For example, the three-level continuous HGF that is illustrated [above](hgf-fig) is built on top of the following generative model:

$$
\begin{align}
u^{(k)}             &\sim \mathcal{N}(u^{(k)} | x_1^{(k)}, \, \sigma_u) \\
x_1^{(k)}           &\sim \mathcal{N}(x_1^{(k)} | x_1^{(k-1)} + \alpha_{2,1} x_2^{(k)}, \, \exp(\kappa_1 \check{x}_1^{(k)} + \omega_1)) \\
\check{x}_1^{(k)}   &\sim \mathcal{N}(\check{x}_1^{(k)} | \check{x}_1^{(k-1)} + \alpha_{3,\check{1}} x_3^{(k)}, \, \exp(\omega_{\check{1}})) \\
x_2^{(k)}           &\sim \mathcal{N}(x_2^{(k)} | x_2^{(k-1)}, \, \exp(\kappa_2 \check{x}_2^{(k)} + \omega_2)) \\
\check{x}_2^{(k)}   &\sim \mathcal{N}(\check{x}_2^{(k)} | \check{x}_2^{(k-1)}, \, \exp(\omega_{\check{2}})) \\
x_3^{(k)}           &\sim \mathcal{N}(x_3^{(k)} | x_3^{(k-1)}, \, \exp(\kappa_3 \check{x}_3^{(k)} + \omega_3)) \\
\check{x}_3^{(k)}   &\sim \mathcal{N}(\check{x}_3^{(k)} | \check{x}_3^{(k-1)}, \, \exp(\omega_{\check{3}})) \\
\end{align}
$$

Note that in this example, all states that are value parents of other states (or outcomes) have their own volatility parent, while states that are volatility parents to other nodes either have a value parent (as state $\check{x}_1$), or no parents (as states $\check{x}_2$ and $\check{x}_3$). This is deliberately so, and we will see these two motifs - every state of a hierarchy has its own volatility estimation, and volatility states only have value parents - reappear in the following chapters.

○ ○ ○ ○

• _Goal 1_
Can you write out the rows again, beginning at the first row and stopping after the line that contains "[187,390,355,419]", with "Look at" switched to "Examine" and everything else unchanged?
The HGF passage and the rows are separate material with no connection to each other.

○ ○ ○ ○

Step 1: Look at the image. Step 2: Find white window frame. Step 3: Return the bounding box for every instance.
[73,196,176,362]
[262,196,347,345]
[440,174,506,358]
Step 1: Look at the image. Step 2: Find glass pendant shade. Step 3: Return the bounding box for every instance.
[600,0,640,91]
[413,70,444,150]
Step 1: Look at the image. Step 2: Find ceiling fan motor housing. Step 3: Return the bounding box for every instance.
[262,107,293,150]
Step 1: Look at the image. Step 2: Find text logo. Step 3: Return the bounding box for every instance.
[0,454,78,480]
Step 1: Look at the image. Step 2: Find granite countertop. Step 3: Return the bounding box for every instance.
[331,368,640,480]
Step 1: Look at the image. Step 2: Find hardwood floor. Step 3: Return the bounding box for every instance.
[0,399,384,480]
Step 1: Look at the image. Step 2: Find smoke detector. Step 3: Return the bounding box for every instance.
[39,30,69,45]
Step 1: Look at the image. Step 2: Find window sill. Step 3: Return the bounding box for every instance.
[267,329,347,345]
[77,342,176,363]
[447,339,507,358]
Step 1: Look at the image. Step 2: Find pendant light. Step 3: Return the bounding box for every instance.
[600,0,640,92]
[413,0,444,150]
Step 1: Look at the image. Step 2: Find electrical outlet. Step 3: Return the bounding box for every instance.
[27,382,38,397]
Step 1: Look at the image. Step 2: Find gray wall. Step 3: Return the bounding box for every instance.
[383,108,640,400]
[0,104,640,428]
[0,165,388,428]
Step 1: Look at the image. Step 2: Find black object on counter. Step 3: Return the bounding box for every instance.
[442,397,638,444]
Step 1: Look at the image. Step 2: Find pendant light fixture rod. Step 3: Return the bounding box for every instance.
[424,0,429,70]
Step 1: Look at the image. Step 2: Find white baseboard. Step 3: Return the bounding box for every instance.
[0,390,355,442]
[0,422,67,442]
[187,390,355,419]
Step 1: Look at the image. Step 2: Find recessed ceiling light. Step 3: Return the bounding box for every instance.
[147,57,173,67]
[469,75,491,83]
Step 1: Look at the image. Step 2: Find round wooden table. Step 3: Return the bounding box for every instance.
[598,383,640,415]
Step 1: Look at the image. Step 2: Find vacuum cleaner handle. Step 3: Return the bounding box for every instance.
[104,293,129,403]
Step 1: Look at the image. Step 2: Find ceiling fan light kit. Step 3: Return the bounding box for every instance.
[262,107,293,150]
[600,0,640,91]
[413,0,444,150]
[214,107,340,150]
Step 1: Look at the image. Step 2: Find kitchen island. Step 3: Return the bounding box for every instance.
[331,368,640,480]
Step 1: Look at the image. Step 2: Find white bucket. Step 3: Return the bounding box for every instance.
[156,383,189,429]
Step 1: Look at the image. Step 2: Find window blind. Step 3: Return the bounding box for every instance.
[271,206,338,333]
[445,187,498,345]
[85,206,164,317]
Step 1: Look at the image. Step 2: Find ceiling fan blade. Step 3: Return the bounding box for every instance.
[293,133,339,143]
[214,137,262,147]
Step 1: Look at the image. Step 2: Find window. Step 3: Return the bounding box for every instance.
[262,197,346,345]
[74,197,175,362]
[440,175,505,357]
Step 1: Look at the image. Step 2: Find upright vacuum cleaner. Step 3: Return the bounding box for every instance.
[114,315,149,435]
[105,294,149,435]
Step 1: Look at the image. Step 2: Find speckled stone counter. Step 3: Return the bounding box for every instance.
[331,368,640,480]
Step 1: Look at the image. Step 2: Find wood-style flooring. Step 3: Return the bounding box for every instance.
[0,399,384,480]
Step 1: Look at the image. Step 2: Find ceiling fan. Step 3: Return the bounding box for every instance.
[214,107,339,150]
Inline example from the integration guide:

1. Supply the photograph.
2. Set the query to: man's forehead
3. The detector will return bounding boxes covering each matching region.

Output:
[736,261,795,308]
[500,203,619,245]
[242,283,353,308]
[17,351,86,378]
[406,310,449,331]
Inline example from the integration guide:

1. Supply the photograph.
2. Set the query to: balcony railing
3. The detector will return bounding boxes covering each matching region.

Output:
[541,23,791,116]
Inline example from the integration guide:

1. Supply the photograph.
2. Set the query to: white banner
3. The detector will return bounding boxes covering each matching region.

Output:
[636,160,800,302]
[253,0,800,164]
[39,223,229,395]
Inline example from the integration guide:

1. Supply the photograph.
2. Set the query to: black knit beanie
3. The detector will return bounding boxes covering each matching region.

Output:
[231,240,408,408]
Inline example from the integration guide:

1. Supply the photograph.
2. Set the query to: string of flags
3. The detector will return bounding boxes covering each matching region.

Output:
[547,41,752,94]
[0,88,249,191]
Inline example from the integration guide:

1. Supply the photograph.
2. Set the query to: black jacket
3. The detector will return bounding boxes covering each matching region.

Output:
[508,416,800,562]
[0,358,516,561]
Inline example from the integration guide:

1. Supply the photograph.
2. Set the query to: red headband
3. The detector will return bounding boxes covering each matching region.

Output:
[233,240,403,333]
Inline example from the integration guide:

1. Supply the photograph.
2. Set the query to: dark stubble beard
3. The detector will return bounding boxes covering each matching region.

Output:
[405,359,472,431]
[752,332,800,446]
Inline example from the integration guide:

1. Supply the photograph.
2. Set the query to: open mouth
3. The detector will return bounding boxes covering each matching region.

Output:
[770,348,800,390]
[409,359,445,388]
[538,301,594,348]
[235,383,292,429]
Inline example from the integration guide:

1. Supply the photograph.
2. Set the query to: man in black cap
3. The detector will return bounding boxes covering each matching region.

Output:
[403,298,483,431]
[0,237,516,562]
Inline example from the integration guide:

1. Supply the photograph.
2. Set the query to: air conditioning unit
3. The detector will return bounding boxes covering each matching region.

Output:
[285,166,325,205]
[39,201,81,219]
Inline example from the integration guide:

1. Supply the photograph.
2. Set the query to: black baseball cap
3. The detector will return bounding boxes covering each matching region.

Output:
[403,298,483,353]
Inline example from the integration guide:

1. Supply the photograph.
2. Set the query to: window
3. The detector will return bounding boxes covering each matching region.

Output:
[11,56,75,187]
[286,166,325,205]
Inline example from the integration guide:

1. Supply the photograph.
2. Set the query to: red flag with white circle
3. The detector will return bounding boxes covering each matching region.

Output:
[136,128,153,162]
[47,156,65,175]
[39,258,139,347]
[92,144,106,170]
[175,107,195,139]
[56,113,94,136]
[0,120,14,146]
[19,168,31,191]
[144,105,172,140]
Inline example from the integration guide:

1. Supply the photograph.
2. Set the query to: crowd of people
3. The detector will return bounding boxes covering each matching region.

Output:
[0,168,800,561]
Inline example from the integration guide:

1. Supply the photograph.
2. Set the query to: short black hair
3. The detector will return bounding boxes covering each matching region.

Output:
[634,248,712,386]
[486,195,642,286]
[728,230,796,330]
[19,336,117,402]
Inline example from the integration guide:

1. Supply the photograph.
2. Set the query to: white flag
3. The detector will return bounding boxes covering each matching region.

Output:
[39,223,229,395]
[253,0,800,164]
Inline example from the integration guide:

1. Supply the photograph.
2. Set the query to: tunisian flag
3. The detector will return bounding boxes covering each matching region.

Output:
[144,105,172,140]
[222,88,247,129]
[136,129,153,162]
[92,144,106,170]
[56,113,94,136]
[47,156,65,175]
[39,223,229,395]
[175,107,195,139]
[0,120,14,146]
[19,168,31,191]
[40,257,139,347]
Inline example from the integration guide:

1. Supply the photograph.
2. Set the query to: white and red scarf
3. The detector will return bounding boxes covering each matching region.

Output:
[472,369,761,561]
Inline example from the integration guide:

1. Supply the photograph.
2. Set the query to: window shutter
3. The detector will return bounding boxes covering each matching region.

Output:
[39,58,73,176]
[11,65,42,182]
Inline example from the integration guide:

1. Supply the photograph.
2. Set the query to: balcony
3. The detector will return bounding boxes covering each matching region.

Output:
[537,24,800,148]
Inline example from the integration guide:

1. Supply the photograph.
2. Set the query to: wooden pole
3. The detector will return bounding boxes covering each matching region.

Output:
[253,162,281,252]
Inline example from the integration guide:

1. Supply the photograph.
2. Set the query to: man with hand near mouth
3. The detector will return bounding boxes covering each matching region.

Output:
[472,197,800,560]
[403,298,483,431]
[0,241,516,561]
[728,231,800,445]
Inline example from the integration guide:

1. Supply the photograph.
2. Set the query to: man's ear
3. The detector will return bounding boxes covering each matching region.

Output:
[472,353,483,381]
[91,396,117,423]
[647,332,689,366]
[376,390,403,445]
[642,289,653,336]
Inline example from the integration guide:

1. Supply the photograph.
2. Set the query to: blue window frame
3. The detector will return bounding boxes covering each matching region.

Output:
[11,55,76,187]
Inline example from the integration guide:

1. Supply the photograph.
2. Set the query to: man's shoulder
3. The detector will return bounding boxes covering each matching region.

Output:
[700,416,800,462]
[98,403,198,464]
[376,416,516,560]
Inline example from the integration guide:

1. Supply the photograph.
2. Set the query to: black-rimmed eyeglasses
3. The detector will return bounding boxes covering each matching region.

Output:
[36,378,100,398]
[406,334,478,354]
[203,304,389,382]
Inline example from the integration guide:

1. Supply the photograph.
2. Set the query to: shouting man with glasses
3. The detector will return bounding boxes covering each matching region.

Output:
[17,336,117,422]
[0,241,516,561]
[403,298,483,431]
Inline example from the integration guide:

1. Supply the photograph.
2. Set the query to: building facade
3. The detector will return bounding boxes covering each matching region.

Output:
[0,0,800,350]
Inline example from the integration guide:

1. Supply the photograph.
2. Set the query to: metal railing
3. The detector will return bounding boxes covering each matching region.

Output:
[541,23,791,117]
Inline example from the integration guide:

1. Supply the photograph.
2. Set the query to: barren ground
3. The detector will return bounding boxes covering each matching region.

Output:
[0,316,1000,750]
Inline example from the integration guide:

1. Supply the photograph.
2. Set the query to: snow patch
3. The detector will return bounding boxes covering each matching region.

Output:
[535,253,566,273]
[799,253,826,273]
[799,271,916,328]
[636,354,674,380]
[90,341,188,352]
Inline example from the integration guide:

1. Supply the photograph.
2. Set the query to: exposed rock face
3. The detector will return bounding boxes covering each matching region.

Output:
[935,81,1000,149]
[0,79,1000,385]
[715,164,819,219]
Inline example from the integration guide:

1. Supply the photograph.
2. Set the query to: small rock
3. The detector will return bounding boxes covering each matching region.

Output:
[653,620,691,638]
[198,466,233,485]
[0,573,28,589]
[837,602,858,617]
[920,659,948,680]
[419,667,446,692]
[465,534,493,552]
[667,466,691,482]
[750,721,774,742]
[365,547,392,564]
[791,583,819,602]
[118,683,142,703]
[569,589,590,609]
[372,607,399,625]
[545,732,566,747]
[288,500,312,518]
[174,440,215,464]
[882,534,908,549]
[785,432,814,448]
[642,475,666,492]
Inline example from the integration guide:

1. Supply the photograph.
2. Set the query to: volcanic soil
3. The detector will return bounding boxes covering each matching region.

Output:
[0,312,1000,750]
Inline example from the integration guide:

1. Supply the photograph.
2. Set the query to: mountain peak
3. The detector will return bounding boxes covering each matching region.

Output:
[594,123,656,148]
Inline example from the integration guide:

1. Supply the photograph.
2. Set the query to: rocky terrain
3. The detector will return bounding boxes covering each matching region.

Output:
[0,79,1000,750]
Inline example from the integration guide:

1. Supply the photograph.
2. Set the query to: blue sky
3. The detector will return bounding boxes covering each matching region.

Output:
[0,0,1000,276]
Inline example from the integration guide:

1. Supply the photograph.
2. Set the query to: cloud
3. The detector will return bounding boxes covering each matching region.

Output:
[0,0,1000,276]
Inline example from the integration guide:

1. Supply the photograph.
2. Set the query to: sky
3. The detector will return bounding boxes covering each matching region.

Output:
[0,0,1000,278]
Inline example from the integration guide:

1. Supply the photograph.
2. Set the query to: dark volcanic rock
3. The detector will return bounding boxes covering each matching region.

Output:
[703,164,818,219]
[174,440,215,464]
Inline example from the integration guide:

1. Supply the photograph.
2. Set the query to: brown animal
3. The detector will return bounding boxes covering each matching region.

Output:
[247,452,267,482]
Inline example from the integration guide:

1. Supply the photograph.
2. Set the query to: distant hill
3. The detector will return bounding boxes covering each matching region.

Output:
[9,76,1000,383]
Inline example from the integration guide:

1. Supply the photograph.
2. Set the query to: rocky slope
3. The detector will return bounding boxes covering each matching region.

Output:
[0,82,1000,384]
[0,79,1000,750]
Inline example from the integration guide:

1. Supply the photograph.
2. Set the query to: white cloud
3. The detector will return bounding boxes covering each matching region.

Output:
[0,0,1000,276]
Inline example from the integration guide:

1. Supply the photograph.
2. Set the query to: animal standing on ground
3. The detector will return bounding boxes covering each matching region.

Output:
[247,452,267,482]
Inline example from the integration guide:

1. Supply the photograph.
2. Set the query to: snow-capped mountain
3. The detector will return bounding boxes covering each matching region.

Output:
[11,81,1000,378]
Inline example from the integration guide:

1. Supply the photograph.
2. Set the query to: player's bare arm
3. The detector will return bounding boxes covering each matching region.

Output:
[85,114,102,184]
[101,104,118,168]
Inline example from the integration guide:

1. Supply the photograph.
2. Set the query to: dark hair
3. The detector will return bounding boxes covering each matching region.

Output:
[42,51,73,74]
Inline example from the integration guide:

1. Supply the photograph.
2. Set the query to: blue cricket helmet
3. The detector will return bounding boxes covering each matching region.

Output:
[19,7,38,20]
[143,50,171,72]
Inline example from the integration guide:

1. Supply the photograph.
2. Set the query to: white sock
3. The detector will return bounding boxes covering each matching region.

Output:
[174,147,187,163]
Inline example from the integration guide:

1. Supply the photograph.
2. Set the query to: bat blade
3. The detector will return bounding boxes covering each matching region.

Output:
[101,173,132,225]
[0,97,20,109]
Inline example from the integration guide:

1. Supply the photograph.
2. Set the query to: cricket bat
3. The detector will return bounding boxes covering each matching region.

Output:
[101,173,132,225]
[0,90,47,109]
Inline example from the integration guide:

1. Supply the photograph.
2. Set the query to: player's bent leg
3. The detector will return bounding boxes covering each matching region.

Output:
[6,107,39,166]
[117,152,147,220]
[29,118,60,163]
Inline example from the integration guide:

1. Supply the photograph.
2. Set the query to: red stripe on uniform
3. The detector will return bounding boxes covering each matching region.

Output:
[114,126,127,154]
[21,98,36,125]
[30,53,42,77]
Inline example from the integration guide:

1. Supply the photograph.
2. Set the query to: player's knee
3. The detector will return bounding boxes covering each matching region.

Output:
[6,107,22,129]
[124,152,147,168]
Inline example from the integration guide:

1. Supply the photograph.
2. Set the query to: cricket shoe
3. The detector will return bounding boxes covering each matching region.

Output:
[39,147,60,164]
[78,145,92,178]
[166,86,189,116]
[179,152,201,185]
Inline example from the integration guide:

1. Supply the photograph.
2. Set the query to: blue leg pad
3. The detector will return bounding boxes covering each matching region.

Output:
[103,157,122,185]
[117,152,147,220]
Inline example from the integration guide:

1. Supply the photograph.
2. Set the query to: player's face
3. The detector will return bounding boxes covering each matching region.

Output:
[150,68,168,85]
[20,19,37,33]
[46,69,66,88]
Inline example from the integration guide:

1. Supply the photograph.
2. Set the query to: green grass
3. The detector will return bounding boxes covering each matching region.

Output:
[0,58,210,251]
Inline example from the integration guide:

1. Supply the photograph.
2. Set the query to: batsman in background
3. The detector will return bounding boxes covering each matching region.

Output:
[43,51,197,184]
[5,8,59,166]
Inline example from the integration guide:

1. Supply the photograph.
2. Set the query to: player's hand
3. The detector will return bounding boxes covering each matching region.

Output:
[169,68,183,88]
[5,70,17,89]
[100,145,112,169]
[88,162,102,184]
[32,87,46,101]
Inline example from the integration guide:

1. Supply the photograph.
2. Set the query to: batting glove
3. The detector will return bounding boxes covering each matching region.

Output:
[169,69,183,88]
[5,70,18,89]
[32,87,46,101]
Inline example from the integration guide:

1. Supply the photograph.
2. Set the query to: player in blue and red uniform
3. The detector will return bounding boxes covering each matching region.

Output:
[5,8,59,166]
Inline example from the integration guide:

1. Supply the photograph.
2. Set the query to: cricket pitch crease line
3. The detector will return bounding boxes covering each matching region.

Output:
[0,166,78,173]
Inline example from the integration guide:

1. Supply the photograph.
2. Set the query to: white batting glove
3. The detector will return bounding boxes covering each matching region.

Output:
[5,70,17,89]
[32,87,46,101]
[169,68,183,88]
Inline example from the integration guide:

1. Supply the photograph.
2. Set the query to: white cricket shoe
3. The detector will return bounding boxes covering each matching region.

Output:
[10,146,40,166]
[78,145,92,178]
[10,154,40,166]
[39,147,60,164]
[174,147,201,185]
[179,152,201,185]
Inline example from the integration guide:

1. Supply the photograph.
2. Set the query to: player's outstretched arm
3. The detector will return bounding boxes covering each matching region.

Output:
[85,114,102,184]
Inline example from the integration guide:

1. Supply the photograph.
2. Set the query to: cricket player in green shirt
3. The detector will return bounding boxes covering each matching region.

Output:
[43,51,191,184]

○ ○ ○ ○

• _Goal 2_
In the HGF passage, which quantities does the generative model assign a normal distribution to?

• _Correct output 1_
Step 1: Examine the image. Step 2: Find white window frame. Step 3: Return the bounding box for every instance.
[73,196,176,362]
[262,196,347,345]
[440,174,506,358]
Step 1: Examine the image. Step 2: Find glass pendant shade. Step 3: Return the bounding box for every instance.
[600,0,640,91]
[413,70,444,150]
Step 1: Examine the image. Step 2: Find ceiling fan motor housing. Step 3: Return the bounding box for every instance.
[262,107,293,150]
Step 1: Examine the image. Step 2: Find text logo. Step 3: Return the bounding box for every instance.
[0,454,78,480]
Step 1: Examine the image. Step 2: Find granite countertop. Step 3: Return the bounding box for every instance.
[331,368,640,480]
Step 1: Examine the image. Step 2: Find hardwood floor. Step 3: Return the bounding box for every instance.
[0,399,384,480]
Step 1: Examine the image. Step 2: Find smoke detector. Step 3: Return the bounding box for every instance.
[39,30,69,45]
Step 1: Examine the image. Step 2: Find window sill. Step 3: Return the bounding box for every instance.
[267,329,347,345]
[77,342,176,363]
[447,339,507,358]
Step 1: Examine the image. Step 2: Find pendant light. Step 3: Return the bounding box for every instance.
[600,0,640,92]
[413,0,444,150]
Step 1: Examine the image. Step 2: Find electrical outlet. Step 3: Return the bounding box for every instance.
[27,382,38,397]
Step 1: Examine the image. Step 2: Find gray wall. Step 3: Return the bounding box for every instance.
[383,108,640,400]
[0,104,640,428]
[0,165,388,428]
Step 1: Examine the image. Step 2: Find black object on counter. Step 3: Return the bounding box for every instance.
[442,397,638,444]
Step 1: Examine the image. Step 2: Find pendant light fixture rod. Step 3: Return the bounding box for every instance.
[424,0,429,70]
Step 1: Examine the image. Step 2: Find white baseboard. Step 3: Return the bounding box for every instance.
[0,390,355,442]
[0,422,67,442]
[187,390,355,419]

• _Correct output 2_
u^(k), x_1^(k), x̌_1^(k), x_2^(k), x̌_2^(k), x_3^(k), x̌_3^(k)